- GIVEN TASK: Please rewrite the records below with "small blossoming tree" replaced by "small flowering tree", keeping everything else the same and leaving out the pictures.

- DATA:

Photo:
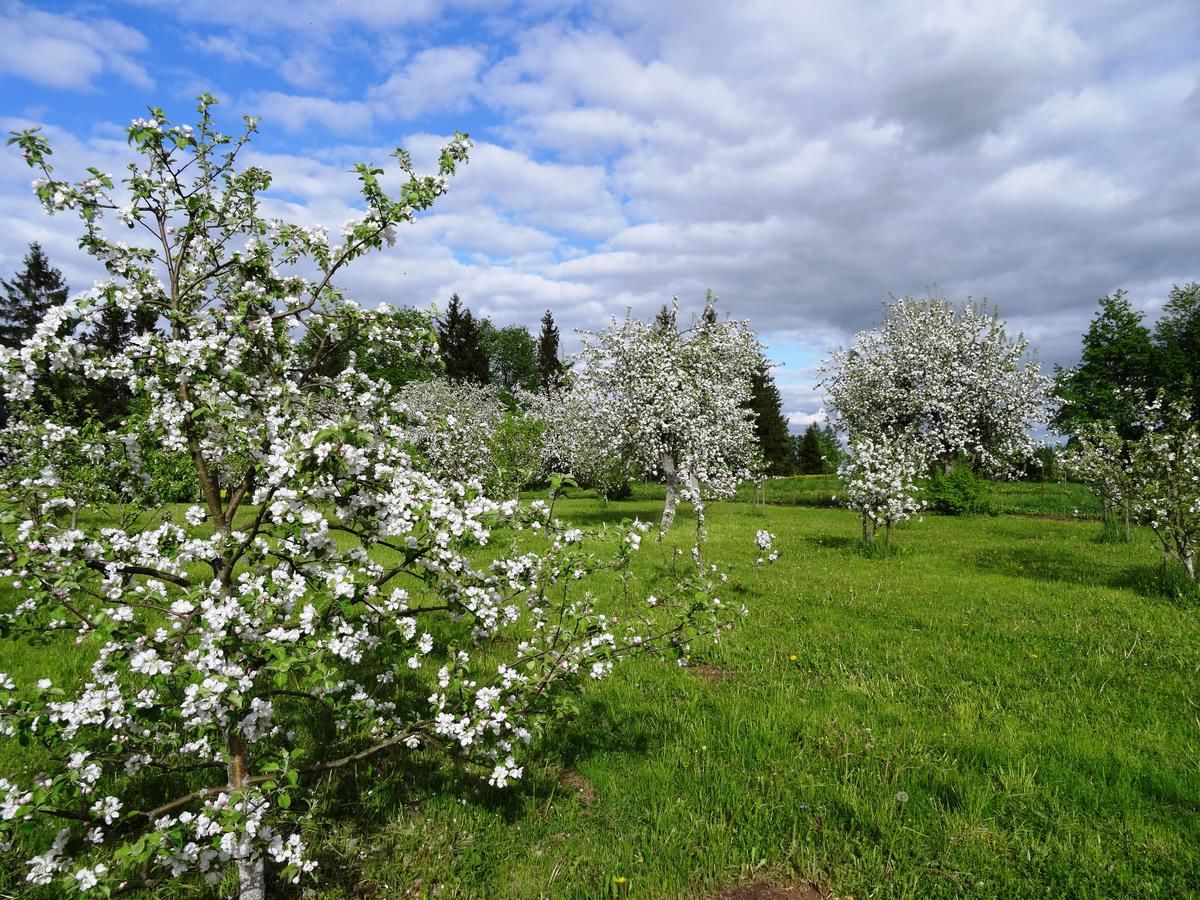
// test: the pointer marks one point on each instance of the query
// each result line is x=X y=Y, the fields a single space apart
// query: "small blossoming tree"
x=664 y=402
x=881 y=481
x=327 y=603
x=1156 y=475
x=951 y=376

- SOLUTION FOR THIS TASK:
Photo:
// test: the pointer marks one point on each instance of the query
// each result line is x=X y=Y, the fields a single space apart
// query: "small flowering tree"
x=664 y=402
x=881 y=481
x=327 y=603
x=1156 y=475
x=951 y=376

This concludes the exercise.